◆ EXERCISE DIRECTIONS
Whatever the records hold, copy it exactly and completely.

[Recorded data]
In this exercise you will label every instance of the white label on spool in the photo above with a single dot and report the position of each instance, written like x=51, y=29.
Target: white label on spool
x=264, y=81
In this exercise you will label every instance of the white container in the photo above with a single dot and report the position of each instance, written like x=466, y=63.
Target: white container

◆ SOLUTION
In this exercise you will label every instance of the white label on spool in the photo above with a single dot and report the position of each instance, written like x=51, y=29.
Target: white label on spool
x=264, y=81
In this exercise you will label every instance of the white container in the photo above with a single dot and report the position of each instance, written like x=466, y=63.
Target: white container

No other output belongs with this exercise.